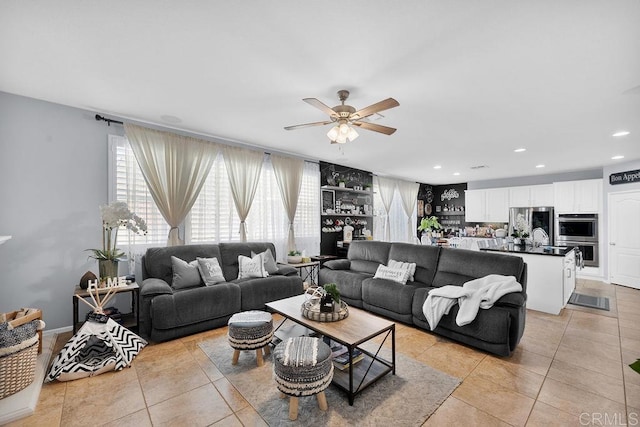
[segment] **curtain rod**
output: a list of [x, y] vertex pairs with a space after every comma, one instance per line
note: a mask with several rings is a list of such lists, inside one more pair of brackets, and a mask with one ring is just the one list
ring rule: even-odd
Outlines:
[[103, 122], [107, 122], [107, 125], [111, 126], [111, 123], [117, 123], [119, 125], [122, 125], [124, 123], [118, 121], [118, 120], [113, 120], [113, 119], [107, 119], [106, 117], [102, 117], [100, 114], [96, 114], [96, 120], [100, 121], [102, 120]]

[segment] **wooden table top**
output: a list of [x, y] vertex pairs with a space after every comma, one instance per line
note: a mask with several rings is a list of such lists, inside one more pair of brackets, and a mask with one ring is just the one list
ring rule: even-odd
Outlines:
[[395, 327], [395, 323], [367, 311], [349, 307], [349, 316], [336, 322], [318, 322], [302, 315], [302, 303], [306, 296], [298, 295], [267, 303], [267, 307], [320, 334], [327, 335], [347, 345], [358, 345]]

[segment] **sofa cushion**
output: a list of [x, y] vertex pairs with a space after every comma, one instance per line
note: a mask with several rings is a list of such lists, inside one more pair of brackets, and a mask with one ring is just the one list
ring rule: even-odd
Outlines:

---

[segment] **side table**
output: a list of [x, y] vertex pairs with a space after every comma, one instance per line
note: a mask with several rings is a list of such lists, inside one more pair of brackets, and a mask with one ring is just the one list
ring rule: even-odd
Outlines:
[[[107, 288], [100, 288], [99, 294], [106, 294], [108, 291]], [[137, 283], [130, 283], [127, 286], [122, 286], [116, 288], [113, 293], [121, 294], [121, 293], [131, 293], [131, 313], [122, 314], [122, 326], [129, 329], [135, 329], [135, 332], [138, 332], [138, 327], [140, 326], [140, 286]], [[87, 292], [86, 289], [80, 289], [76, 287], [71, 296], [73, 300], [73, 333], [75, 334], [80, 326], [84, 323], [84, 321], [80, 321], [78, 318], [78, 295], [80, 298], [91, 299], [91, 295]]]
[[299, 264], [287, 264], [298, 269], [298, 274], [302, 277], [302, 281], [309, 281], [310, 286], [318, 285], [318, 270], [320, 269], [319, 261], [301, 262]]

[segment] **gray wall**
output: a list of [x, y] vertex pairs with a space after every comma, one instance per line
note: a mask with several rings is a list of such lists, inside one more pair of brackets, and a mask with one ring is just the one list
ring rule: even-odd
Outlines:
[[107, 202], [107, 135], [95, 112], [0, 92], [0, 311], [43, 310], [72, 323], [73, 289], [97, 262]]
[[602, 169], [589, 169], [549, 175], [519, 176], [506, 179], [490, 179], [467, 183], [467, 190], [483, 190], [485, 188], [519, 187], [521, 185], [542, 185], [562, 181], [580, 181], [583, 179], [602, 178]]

* * *

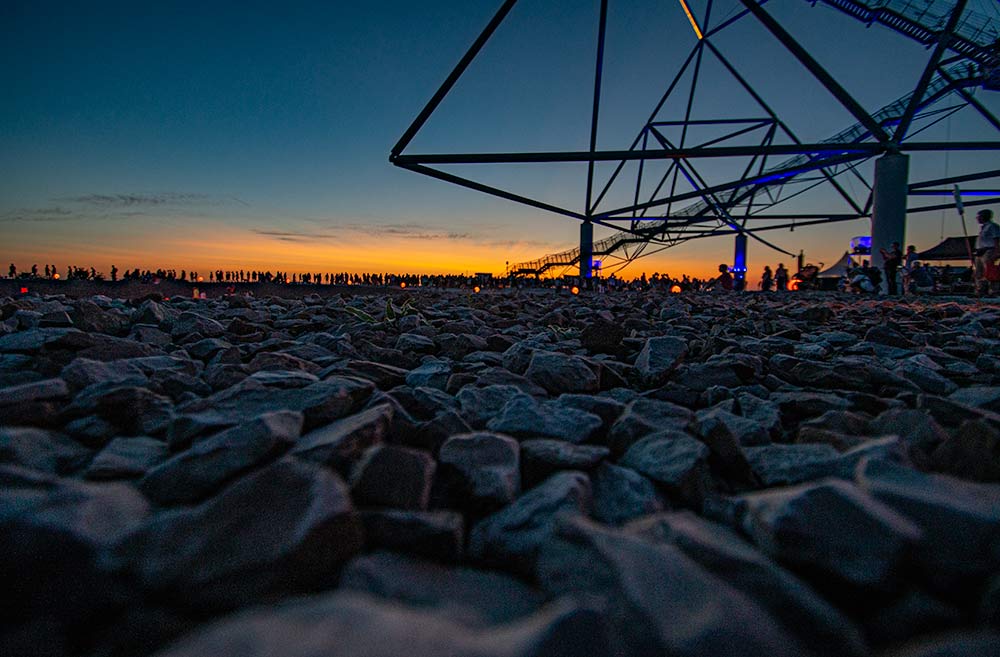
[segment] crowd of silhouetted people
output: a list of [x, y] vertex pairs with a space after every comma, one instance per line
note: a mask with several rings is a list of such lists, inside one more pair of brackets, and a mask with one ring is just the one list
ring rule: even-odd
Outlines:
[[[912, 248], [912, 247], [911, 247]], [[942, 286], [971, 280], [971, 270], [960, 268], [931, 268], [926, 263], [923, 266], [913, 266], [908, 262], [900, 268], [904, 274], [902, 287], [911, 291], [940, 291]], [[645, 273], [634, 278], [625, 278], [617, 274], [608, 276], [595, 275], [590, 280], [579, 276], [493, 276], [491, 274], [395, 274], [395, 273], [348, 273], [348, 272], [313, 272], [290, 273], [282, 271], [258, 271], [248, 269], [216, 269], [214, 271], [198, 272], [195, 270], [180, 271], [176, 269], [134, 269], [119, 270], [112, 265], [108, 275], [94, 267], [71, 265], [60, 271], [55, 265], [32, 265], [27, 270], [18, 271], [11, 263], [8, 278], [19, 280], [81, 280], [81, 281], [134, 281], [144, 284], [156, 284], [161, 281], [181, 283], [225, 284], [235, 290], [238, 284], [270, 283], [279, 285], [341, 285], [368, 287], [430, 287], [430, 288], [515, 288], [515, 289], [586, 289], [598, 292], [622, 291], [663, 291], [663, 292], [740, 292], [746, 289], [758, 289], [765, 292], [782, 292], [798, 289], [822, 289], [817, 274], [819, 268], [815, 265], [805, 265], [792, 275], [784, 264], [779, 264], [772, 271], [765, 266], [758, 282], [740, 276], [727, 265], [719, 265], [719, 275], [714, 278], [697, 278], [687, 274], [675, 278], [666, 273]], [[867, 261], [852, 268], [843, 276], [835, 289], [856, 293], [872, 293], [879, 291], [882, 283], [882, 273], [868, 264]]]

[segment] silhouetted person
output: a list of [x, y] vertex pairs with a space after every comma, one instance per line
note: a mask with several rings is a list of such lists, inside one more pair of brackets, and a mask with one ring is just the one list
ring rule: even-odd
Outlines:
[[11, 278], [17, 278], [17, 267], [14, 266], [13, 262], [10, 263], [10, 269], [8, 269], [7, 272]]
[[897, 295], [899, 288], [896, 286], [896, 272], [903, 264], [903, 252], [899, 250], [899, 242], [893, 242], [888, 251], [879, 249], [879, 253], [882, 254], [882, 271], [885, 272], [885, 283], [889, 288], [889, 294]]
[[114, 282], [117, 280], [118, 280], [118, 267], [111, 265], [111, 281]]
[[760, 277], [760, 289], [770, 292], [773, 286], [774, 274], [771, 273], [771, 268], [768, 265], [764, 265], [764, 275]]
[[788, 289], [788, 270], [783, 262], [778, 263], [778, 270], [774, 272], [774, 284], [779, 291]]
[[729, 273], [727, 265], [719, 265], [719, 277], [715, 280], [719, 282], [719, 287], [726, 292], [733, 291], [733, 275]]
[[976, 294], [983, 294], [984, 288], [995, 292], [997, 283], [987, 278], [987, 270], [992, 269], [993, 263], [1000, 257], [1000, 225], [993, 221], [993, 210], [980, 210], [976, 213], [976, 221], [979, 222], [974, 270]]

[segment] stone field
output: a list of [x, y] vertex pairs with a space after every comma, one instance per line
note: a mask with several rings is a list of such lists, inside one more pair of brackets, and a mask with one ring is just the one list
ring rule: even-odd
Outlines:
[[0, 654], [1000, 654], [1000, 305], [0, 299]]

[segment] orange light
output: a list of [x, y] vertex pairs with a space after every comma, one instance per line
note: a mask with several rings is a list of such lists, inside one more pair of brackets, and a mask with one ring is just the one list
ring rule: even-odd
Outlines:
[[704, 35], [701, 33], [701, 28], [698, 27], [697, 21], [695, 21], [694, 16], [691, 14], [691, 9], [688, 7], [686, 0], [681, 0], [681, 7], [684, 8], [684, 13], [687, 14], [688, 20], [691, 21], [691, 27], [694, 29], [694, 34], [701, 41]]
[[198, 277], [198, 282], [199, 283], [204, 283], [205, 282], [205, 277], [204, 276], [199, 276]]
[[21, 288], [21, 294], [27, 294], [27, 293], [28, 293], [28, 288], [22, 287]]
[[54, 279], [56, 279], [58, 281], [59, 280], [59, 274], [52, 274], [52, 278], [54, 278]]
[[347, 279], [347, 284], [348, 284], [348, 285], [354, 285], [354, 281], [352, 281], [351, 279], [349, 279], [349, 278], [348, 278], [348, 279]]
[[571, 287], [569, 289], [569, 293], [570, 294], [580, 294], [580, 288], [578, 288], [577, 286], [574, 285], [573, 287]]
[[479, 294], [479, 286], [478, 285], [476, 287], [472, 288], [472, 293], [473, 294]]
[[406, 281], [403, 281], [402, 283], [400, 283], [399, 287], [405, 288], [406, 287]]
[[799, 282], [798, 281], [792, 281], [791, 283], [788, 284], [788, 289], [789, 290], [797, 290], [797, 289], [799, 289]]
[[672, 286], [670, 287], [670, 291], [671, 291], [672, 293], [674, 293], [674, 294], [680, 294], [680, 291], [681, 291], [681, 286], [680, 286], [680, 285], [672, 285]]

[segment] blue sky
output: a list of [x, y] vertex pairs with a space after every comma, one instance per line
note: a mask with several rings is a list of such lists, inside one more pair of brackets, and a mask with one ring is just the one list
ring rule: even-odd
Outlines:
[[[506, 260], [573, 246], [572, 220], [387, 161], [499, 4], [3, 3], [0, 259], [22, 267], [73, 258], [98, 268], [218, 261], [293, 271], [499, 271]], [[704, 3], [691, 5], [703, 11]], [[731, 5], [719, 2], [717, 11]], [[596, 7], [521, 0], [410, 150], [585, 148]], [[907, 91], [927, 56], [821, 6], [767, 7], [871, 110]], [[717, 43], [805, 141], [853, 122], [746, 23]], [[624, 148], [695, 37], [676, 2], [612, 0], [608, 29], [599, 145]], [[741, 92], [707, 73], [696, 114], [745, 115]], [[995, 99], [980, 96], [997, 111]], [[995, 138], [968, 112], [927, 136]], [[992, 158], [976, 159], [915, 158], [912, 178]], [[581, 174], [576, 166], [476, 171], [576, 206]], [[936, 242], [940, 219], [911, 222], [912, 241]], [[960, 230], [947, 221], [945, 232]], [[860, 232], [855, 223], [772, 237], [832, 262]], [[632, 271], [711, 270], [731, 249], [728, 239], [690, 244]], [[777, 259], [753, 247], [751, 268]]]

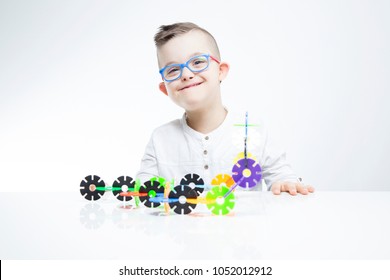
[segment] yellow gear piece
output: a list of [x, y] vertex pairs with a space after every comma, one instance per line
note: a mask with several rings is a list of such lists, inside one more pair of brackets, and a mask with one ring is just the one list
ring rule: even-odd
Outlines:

#### TASK TO CARRY OUT
Copy each line of the listing that carries the word "table".

#### ANSWER AREA
[segment] **wooden table top**
[segment] **side table**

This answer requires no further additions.